— Passage —
How To Draft A Sleeve Sloper

Oh boy are sleeves tricky. Very, very tricky things indeed. In my opinion, a sleeve’s difficulty lies in the fact that a 2D, flat piece of fabric is being made to fit a 3D, rounded object – the armhole. It’s the same difficulty a painter experiences when making a 2D canvas look 3D. Although difficult, it is completely achievable. While painters use perspective to paint a 3D painting, sewers use basting stitches and ease to make a sleeve fit the armhole.

There are many factors that affect the fit of a sleeve. Sleeve cap height, sleeve cap width, and sleeve cap ease are three basic ones but the shape of the front sleeve cap in relation to the back sleeve cap as well as the pitch of the sleeve are important factors as well. Achieving a good fitting sleeve goes further than just sewing it well – it is the result of experience. After sewing many sleeves, you learn what a good sleeve looks like. A good starting point to becoming an expert on sleeves is to draft one. Drawing the curves of the front and back sleeve cap, you will tune your eyes to know the correct curvature and shape of a good sleeve verses a bad one.

This is where I come in. In the diagrams and directions below, I will show you how to draft a sleeve. But the sleeve draft post won’t end there. In my next tutorial (August 2012), I will show how to true the sleeve, ensuring the sleeve cap has the correct amount of ease and how to correct it if it does not. After that tutorial, I will show you an alternative method to drafting a sleeve that I only recently discovered (October 2012). The two methods yield completely different sleeve cap shapes and when I saw the alternative method for the first time, it sort of rattled my world, my pattern making world. I have yet to try the alternative method but I thought this would be a great opportunity to explain it to you while I try it out myself.

Before getting started, let me preface with some facts about sleeves and armholes.

Many textbooks and commercial patterns have too much sleeve cap ease, usually between 1” and 1 1/2”. In some cases, this amount of sleeve cap ease works (tailored jacket) but in most cases, it does not. From my own experience, I have found that the correct amount of sleeve cap ease depends on the fabric and the silhouette. During my two and a half years in technical design, I worked in the sweaters, knits, and intimates department. The patterns for the style we worked on usually had ½”-3/4” sleeve cap ease (some had none!). This amount of ease worked because of the fabric – knits and sweaters. On a knit or a sweater, the sleeve cap has no “lift” as it does in a woven – it lays close to the body. For awhile, I held this to be the rule – that all sleeve caps should measure 1/2″-3/4″ more than the armhole. But when I was sewing the first muslin for this project, that amount of ease did was too little. The sleeve cap was flat, didn’t “lift”, and looked plain ole ugly!  So for the second muslin, I drafted a new sleeve that had 1 3/8” sleeve cap ease and it fit beautifully! So in my opinion, the right amount of sleeve cap ease depends on the type of fabric and silhouette. Some sleeves will require little ease (1/2″-3/4″ for knits) while some sleeves require a lot of ease (1 1/2″-1 1/2″ for tailored jackets) and this is because some fabrics ease easily (knits) while others do not (suedes/leather) and some silhouettes require more ease (tailored jackets) while others do not (drop shoulder).

— Information provided —
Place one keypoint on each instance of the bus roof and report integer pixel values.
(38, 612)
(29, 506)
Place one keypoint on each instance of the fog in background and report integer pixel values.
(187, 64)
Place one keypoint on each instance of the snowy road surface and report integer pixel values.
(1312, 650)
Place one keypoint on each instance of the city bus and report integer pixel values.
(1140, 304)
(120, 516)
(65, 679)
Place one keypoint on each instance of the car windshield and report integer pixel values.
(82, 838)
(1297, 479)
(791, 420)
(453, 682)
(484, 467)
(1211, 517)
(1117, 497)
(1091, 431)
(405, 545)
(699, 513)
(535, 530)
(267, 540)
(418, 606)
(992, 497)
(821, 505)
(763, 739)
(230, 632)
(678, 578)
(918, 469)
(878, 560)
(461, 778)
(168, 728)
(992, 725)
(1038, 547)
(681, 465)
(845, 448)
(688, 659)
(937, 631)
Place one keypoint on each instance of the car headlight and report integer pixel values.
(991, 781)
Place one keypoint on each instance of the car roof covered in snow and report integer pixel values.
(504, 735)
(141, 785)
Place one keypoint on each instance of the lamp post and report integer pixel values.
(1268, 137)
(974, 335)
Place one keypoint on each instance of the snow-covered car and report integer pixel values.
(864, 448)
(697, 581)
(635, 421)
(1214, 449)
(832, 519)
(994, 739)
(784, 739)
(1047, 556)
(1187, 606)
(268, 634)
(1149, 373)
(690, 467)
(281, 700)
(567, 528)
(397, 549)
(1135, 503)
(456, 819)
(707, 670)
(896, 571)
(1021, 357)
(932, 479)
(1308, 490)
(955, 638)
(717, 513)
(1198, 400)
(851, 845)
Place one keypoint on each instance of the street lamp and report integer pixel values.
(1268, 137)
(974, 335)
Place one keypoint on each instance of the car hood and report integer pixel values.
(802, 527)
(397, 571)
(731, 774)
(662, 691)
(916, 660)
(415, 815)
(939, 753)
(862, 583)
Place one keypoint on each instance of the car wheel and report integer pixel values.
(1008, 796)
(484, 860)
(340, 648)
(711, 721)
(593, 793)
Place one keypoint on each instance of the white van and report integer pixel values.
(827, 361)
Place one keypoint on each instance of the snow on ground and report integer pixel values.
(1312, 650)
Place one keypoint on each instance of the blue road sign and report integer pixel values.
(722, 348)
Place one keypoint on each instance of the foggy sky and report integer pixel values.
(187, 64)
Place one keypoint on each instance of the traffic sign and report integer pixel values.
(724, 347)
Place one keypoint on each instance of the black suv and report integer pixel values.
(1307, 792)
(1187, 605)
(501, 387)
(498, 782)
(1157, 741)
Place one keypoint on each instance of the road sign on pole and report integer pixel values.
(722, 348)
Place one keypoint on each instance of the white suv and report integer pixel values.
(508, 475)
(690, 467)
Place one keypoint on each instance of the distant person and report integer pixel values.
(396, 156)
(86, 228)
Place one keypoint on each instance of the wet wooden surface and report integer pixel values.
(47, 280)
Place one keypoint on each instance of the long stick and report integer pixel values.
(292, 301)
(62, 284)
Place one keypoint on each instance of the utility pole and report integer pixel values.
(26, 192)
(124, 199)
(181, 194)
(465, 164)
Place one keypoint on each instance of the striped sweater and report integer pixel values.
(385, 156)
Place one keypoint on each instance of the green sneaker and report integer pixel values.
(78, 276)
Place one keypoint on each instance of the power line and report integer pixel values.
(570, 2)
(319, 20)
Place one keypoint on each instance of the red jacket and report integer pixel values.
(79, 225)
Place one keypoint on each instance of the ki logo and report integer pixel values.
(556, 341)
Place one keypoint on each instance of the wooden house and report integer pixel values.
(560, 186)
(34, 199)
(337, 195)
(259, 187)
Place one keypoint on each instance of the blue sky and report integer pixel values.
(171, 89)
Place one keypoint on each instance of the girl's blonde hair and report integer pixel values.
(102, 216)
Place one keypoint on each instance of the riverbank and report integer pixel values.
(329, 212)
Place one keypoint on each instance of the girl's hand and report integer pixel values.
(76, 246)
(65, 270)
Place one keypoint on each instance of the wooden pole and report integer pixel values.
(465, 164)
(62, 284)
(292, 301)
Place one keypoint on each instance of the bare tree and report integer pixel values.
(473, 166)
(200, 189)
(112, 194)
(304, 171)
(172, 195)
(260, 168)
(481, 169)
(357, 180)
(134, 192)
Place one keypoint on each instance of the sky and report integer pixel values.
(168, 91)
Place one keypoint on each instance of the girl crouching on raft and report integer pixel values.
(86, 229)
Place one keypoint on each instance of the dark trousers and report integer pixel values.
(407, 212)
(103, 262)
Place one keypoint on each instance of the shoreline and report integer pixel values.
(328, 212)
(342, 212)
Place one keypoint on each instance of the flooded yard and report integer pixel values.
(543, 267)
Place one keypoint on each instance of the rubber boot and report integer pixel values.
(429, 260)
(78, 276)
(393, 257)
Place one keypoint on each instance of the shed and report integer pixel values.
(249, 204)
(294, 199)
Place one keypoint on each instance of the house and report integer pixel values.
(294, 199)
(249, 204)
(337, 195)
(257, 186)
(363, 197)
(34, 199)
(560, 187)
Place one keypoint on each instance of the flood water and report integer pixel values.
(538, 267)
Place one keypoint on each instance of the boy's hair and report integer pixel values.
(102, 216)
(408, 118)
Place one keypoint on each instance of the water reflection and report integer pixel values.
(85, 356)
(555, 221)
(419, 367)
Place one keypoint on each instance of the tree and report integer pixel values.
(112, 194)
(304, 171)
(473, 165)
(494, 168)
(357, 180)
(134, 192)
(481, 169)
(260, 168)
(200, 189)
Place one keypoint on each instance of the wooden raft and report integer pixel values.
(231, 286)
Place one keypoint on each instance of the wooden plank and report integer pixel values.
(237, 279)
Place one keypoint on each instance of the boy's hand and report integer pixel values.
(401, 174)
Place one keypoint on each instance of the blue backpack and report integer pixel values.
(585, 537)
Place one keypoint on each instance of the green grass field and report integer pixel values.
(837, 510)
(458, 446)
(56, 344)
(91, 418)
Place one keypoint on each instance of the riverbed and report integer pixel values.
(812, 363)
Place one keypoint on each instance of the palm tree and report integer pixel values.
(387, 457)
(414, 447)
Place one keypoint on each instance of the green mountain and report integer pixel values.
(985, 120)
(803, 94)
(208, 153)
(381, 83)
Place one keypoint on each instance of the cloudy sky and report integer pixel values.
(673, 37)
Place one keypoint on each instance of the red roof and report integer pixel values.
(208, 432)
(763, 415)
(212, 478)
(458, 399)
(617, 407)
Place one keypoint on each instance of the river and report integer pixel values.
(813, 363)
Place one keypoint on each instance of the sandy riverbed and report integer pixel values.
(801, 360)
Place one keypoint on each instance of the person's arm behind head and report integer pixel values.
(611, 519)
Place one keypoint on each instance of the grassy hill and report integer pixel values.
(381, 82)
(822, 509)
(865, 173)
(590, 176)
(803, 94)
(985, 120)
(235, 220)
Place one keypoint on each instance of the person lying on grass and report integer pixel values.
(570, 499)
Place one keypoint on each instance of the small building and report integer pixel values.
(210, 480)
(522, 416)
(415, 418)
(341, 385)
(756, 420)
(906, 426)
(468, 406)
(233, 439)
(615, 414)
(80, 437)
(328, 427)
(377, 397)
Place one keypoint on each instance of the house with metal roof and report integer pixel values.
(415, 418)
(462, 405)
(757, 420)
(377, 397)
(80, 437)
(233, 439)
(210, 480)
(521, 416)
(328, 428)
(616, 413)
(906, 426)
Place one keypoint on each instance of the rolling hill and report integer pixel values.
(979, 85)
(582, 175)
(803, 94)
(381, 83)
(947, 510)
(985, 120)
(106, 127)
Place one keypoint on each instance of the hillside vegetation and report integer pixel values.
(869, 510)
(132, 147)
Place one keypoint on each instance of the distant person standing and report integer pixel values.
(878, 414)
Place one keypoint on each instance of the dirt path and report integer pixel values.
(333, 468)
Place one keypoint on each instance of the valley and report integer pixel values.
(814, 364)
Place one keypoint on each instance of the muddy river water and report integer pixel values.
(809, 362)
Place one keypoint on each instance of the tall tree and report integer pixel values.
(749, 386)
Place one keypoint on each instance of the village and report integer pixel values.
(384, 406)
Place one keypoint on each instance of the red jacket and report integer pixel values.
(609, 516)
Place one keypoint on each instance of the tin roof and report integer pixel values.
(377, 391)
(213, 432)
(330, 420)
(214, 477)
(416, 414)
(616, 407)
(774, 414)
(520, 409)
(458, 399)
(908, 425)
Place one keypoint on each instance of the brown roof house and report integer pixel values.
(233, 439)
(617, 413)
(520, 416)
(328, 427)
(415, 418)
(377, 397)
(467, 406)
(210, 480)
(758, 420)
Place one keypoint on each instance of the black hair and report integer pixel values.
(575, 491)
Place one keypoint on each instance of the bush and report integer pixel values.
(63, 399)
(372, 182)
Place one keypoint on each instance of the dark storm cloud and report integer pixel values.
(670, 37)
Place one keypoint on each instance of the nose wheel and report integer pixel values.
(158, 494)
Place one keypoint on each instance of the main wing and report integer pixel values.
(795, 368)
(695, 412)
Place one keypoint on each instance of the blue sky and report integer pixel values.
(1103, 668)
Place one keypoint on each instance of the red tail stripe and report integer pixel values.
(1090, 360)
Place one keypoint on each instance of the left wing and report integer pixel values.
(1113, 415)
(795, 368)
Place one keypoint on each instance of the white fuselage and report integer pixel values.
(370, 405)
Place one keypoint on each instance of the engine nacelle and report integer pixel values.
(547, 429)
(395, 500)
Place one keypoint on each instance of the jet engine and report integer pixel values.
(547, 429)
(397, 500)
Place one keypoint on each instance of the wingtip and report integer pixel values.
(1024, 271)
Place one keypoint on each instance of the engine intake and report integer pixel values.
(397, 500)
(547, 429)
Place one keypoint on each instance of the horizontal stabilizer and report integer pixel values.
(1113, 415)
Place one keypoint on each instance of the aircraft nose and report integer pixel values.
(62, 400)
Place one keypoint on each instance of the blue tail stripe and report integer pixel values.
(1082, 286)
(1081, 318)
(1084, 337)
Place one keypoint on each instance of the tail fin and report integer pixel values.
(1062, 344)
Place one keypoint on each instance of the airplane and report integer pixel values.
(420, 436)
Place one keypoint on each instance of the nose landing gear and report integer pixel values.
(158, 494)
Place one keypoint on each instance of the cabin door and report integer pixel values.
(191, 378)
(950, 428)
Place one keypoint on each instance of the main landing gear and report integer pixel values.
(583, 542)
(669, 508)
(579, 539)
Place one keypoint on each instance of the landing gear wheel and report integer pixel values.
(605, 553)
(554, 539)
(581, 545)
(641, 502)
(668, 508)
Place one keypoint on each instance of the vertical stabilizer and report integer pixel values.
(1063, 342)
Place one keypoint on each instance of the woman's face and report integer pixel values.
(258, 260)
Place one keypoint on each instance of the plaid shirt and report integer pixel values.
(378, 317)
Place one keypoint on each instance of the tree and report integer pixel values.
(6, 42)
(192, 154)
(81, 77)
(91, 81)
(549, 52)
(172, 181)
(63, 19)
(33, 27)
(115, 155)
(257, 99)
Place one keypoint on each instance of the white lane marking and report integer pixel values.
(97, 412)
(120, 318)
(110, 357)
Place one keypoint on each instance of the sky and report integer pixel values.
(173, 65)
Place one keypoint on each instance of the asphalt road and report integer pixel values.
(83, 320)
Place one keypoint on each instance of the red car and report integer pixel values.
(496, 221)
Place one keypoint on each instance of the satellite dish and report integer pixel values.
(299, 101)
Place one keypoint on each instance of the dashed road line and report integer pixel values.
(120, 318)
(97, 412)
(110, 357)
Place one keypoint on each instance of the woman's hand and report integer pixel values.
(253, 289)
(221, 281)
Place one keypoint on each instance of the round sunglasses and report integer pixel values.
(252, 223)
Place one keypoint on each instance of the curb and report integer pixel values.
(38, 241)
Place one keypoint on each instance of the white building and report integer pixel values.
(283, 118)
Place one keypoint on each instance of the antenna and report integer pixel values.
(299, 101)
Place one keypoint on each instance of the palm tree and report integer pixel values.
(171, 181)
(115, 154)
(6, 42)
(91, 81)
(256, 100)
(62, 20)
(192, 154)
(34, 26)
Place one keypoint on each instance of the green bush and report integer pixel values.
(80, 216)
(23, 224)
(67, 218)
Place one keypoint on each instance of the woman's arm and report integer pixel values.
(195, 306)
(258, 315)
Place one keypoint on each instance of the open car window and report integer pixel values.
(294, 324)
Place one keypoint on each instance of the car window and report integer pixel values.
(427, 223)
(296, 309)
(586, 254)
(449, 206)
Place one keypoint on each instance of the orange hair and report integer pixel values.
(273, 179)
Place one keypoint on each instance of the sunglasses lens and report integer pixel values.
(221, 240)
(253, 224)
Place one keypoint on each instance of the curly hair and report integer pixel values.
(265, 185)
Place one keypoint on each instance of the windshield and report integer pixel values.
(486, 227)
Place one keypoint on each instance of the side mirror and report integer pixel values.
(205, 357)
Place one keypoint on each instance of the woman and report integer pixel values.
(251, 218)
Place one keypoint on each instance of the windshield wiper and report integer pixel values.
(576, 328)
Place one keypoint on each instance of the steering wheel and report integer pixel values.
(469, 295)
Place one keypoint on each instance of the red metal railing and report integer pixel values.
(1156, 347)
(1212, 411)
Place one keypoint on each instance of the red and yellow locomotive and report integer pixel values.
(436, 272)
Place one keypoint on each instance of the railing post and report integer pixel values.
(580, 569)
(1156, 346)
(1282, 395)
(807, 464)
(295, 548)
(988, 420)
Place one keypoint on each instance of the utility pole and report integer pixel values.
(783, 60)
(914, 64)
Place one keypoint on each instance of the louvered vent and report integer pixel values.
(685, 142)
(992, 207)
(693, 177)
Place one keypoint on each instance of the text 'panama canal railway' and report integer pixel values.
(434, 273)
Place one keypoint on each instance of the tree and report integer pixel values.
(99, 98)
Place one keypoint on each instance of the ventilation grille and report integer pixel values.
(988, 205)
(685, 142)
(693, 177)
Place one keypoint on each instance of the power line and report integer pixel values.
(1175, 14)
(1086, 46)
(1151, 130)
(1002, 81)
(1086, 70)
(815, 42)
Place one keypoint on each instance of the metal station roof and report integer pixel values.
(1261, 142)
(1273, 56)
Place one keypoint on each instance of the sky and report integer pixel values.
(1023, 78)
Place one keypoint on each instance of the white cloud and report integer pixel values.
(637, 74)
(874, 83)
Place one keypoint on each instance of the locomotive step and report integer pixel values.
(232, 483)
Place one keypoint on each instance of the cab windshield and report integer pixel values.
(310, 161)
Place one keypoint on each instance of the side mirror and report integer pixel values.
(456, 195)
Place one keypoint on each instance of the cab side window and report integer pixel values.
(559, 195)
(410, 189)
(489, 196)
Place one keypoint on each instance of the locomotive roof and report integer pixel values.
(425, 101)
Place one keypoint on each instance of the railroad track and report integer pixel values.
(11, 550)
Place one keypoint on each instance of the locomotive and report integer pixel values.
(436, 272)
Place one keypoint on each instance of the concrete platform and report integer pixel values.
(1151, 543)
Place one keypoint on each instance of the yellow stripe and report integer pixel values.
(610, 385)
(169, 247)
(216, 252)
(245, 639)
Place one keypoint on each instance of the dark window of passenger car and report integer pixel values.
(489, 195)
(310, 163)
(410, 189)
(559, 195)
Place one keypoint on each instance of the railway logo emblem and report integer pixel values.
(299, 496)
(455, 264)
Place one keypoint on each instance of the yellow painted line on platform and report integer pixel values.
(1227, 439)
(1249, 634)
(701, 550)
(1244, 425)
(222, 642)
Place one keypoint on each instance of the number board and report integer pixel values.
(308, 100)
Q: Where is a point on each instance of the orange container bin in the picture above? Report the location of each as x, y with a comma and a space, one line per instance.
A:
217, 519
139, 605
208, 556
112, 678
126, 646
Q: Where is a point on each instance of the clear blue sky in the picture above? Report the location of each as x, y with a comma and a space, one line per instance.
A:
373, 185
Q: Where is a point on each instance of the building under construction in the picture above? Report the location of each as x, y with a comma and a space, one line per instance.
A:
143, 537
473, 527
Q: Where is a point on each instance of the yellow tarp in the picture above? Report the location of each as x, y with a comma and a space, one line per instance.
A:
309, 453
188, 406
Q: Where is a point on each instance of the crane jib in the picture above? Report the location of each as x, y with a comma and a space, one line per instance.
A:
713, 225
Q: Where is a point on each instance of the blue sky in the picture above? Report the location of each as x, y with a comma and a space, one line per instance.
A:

— Task statement —
Reproduce the passage on drafting a sleeve sloper word for word, between "This is where" and "sleeves and armholes.", inclusive.

— Solved exercise —
This is where I come in. In the diagrams and directions below, I will show you how to draft a sleeve. But the sleeve draft post won’t end there. In my next tutorial (August 2012), I will show how to true the sleeve, ensuring the sleeve cap has the correct amount of ease and how to correct it if it does not. After that tutorial, I will show you an alternative method to drafting a sleeve that I only recently discovered (October 2012). The two methods yield completely different sleeve cap shapes and when I saw the alternative method for the first time, it sort of rattled my world, my pattern making world. I have yet to try the alternative method but I thought this would be a great opportunity to explain it to you while I try it out myself.

Before getting started, let me preface with some facts about sleeves and armholes.